DIRECTIVE:
Could you rewrite the lines of all the records below with "segmentation" swapped for "outline" everywhere it appears and nothing else altered, leaving out the pictures?

============================================================

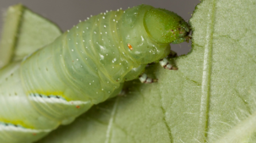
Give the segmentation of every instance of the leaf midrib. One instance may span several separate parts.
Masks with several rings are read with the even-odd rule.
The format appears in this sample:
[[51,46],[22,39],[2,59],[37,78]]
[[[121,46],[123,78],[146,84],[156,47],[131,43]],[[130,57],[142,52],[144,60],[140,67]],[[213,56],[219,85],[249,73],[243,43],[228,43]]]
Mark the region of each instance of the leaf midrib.
[[213,0],[212,6],[209,6],[206,29],[206,43],[204,45],[204,65],[201,84],[201,97],[199,117],[199,126],[197,140],[207,142],[208,130],[209,98],[211,97],[211,81],[212,65],[212,39],[214,31],[216,0]]

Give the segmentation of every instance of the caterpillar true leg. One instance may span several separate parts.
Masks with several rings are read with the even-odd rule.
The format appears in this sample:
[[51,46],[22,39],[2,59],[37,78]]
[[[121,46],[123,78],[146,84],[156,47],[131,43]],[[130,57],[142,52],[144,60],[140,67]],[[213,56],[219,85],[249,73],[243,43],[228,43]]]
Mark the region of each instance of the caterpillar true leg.
[[178,69],[177,67],[173,66],[169,63],[167,58],[164,58],[162,59],[161,59],[159,61],[159,63],[161,65],[161,66],[163,67],[165,69],[169,69],[169,70],[177,70]]

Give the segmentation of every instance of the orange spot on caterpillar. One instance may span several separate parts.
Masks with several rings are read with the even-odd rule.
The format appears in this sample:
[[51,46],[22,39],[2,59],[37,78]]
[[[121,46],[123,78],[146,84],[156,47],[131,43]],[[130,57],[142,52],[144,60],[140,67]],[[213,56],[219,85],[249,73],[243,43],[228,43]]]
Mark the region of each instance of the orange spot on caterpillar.
[[128,46],[129,49],[130,49],[131,50],[133,50],[133,48],[132,47],[132,45],[129,43],[127,43],[127,46]]

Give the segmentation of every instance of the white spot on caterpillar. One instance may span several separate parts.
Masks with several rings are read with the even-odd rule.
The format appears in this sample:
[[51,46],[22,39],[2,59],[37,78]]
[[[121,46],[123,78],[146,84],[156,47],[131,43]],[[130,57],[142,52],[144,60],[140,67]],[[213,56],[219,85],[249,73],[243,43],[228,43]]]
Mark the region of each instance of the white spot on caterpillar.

============================================================

EXERCISE RESPONSE:
Give the outline of every instance of the leaf midrib. One instance may span several separate parts.
Masks with several rings are read with the even-odd rule.
The format appears in this sample:
[[51,46],[22,39],[2,59],[37,78]]
[[[121,46],[123,78],[146,84],[156,47],[131,43]],[[130,57],[142,52],[144,60],[140,67]],[[213,56],[219,85],[249,73],[243,43],[228,43]]]
Mark the region of each instance of the leaf midrib.
[[213,0],[212,6],[209,6],[206,29],[206,43],[204,45],[204,65],[201,84],[201,97],[199,117],[199,126],[197,140],[207,142],[208,130],[209,98],[211,97],[211,81],[212,65],[212,39],[214,31],[216,0]]

Give the outline of every instance of the caterpillar true leg. One instance may span several separate parts.
Masks with several rings are read with the even-odd rule.
The format appears in this sample:
[[51,46],[22,39],[2,59],[37,78]]
[[[121,46],[123,78],[146,84],[156,47],[131,43]],[[130,57],[142,52],[144,60],[140,67]],[[213,56],[219,85],[249,73],[243,43],[228,43]]]
Mark the region of each instance of the caterpillar true leg.
[[178,69],[177,67],[173,66],[169,63],[167,58],[164,58],[162,59],[161,59],[159,61],[159,63],[161,65],[161,66],[163,67],[165,69],[169,69],[169,70],[177,70]]

Give the outline of every instance of the orange spot on caterpillar. One instance may span several separate parts.
Masks with several rings are read with the even-odd rule.
The format appears in this sample:
[[51,46],[22,39],[2,59],[37,78]]
[[[121,46],[123,78],[146,84],[156,47],[131,43]],[[130,57],[142,52],[144,60],[140,67]],[[213,56],[219,85],[249,73],[243,43],[228,43]]]
Mark the region of each instance of the orange spot on caterpillar.
[[128,46],[129,49],[130,49],[131,50],[133,50],[133,48],[132,47],[132,45],[129,43],[127,43],[127,46]]

Give the outline of every instance of the white spot on caterpillar. One instance may span several separate parts.
Masks with several rings are read with the even-odd rule.
The format appears in this sample:
[[51,46],[22,39],[2,59],[37,78]]
[[[121,46],[123,78],[146,84],[156,47],[131,43]],[[130,57],[142,52],[144,60],[140,67]],[[213,56],[219,85],[249,73],[243,43],[228,43]]]
Mark the region of each instance of the white spot on caterpillar.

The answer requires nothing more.